_Document passage_:
%%

Archdiocesan officials said they received an allegation of abuse by Engelhardt, who is a member of the Oblates of St. Francis DeSales, Jan. 30, 2009 and turned the allegations over to the Philadelphia District Attorney and ordered Engelhardt to leave his residence at Resurrection of Our Lord parish in Philadelphia the same day. He was living in a residence supervised by the Oblates before surrendering to civil authorities this morning.

Archdiocesan officials also received an allegation of sexual abuse by Shero on Jan. 30, 2009 and reported the allegation to the Philadelphia District Attorney the same day. He was removed from his teaching assignment at St. Thomas Aquinas School in Croydon, Bucks County and his contract was not renewed for the 2009-2010 academic year, according to archdiocesan officials.

Jamerson said Shero was expected to surrender to civil authorities today as was Lynn, the Secretary for Clergy for the Archdiocese of Philadelphia from 1992 until 2004. The 60-year-old monsignor has been charged with two counts of endangering the welfare of a child in connection with the assaults. A woman who answered the phone at St. Joseph's parish in Downingtown, Chester County, where Lynn has been pastor since 2004, referred all requests for comment from Lynn to archdiocesan officials.

Avery, Brennan, Engelhardt and Shero have all been accused of rape, indecent assault and other criminal charges and each face a maximum of 67 years in prison if convicted on all charges. Lynn faces a maximum of 14 years in prison if convicted on all charges.

"The grand jury found that Monsignor Lynn endangered children, including the victims in these most recent cases, by knowingly allowing dangerous priests to continue in the ministry in roles in which they had access to children," according to a press release from the Philadelphia District Attorney's office.

In a prepared statement released this morning, Cardinal Justin Rigali, Archbishop of Philadelphia, said he had not yet had the opportunity to review the grand jury report so he could not comment on its contents.

"It is my intention to consider carefully and take very seriously any observations and recommendations of the grand jury. I also welcome the opportunity for ongoing collaboration with the Philadelphia District Attorney's office in the vital work of protecting children," Rigali wrote.

A grand jury investigation launched by former Philadelphia District Attorney Lynne Abraham in 2002 revealed in 2005 that 63 priests allegedly abused children as far back as the 1940s, 43 of whom had connections with Delaware County. All of them escaped criminal prosecution at that time because Pennsylvania's statute of limitations had expired by the time civil authorities became aware of the alleged abuse.

In 2006 the Pennsylvania Legislature attempted to address the issue by expanding the statute of limitations for child sexual abuse to age 50 for victims. Previously, charges had to be filed within two years of the alleged abuse and no later than age 18.

%%

Say whether each statement agrees with the news passage on the abuse charges, and back each yes or no with the deciding words quoted from the passage: (a) Shero was removed from his teaching assignment at St. Thomas Aquinas School in Croydon. (b) Lynn faces a maximum of 67 years in prison. (c) Before 2006, charges had to be filed within five years of the alleged abuse. The lines below come from a different source.

_Supplied material_:
%%

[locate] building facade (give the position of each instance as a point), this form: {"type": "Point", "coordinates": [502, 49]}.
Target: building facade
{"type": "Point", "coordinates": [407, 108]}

%%

_Full output_:
(a) Yes: "He was removed from his teaching assignment at St. Thomas Aquinas School in Croydon, Bucks County"
(b) No: "Lynn faces a maximum of 14 years in prison if convicted on all charges."
(c) No: "Previously, charges had to be filed within two years of the alleged abuse"